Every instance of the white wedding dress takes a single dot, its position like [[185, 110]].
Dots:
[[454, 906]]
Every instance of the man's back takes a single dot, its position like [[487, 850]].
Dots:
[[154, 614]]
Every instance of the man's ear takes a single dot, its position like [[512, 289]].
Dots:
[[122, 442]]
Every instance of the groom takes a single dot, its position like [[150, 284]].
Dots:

Problem
Please write out all of the data above again, requests included, adding 21 to every coordinate in the answers and leaving the requests and their sample positions as they are.

Output of the task
Every instance of the white wedding dress takes a single dot, its position like [[185, 110]].
Dots:
[[475, 927]]
Every instance of the man's back takes a single dot, its position like [[487, 850]].
Dots:
[[175, 635]]
Every instance of the man's ear takes a single dot, its position like [[512, 289]].
Dots:
[[143, 463]]
Every instance of the groom takes a single dot, its position like [[150, 284]].
Dots:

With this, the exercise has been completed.